> [THE REQUEST]:
Copy the records from the start through the line that contains "[485,208,510,228]", but swap "overcast" for "cloudy" and keep everything else the same. Give back only those lines.

> [ENTRIES SUPPLIED]:
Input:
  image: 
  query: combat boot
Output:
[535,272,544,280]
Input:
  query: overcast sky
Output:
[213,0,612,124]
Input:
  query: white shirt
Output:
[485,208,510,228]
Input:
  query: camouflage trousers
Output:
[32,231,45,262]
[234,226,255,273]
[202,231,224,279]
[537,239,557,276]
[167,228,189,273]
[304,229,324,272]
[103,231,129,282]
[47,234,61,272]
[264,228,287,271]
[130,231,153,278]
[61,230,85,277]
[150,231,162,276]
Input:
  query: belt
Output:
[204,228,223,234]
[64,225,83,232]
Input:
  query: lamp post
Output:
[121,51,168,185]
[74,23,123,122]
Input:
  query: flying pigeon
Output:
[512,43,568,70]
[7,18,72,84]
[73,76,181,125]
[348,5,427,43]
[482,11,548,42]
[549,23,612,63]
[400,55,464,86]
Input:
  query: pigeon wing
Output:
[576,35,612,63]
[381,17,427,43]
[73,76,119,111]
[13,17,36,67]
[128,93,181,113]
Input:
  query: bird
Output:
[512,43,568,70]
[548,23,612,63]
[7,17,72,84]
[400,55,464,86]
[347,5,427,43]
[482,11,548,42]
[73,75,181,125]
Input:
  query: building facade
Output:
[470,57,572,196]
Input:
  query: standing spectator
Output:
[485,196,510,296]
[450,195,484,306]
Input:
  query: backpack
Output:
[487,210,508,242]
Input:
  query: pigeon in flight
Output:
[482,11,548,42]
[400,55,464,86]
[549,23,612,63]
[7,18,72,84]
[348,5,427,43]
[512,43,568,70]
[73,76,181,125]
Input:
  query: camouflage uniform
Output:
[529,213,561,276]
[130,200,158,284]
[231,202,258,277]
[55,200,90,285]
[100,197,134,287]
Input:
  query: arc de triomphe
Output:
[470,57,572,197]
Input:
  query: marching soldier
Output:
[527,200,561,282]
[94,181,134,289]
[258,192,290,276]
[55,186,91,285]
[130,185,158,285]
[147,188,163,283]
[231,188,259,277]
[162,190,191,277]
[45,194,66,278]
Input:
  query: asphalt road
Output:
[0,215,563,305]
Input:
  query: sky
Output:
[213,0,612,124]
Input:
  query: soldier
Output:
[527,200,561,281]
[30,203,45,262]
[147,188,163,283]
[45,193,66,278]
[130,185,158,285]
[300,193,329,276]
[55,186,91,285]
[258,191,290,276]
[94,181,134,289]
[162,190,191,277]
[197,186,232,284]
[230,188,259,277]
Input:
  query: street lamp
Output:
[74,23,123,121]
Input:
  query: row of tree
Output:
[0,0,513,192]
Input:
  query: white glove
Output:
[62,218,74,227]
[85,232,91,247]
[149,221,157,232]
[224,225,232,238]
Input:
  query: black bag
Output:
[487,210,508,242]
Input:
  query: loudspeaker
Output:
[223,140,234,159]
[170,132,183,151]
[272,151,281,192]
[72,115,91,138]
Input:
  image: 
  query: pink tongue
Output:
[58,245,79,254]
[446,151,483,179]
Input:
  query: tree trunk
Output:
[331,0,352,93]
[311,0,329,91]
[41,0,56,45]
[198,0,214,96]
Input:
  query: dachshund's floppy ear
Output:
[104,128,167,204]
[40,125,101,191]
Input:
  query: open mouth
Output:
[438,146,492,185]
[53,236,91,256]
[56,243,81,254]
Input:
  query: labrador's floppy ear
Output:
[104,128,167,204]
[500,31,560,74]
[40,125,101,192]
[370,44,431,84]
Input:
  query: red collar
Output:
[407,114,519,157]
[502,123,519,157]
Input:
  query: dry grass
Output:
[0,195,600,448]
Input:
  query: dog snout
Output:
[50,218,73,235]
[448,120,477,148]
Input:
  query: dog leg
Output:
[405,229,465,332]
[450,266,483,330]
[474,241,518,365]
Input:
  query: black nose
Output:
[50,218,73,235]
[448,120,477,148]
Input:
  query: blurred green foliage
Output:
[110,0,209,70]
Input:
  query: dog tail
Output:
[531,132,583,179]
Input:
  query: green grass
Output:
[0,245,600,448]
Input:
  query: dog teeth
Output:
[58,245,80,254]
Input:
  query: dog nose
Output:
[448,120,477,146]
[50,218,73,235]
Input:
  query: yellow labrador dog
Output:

> [EXERCISE RESPONSE]:
Input:
  image: 
  query: combat boot
Output:
[535,272,544,280]
Input:
  query: cloudy sky
Output:
[213,0,612,124]
Input:
  query: white shirt
Output:
[485,208,510,228]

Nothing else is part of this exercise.